Work to complete ->
Starting at the line that contains "[indicate] the skin" and continuing through the last of the lines, write those lines out again, substituting "the throat" for "the neck" and leaving everything else as it is.

START Exercise inputs

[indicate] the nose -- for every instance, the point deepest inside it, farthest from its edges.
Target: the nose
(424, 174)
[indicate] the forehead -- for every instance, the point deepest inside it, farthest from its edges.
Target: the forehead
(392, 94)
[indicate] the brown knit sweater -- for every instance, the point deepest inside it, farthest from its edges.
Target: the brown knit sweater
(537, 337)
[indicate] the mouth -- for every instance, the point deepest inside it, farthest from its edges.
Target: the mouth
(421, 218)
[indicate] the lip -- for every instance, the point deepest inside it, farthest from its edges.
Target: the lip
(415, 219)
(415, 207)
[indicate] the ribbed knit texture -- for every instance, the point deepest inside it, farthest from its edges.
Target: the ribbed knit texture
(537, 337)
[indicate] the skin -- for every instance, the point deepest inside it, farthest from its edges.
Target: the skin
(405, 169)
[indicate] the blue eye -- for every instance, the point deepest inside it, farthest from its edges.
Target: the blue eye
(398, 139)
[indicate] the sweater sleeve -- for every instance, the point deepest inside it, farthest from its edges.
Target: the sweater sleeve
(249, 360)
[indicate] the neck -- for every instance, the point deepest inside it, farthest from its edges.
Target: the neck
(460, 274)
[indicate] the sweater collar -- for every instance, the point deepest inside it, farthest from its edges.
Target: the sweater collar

END Exercise inputs

Complete response ->
[indicate] the skin -- for every instance, the point deepest inside it, farthest from its edges.
Target: the skin
(405, 169)
[indicate] the blue eye -- for every instance, the point deepest inside it, farthest from its edges.
Target: the blue eye
(398, 139)
[indicate] the sweater sleeve -- for every instance, the point deepest inside it, farthest from its edges.
Target: the sweater sleeve
(249, 360)
[indicate] the throat -- for every instance, the point deepest inside it, farthest from its edges.
Target: the throat
(460, 274)
[indicate] the sweater collar -- for every instance, the point deepest inside it, farthest from its edges.
Target: the sweater collar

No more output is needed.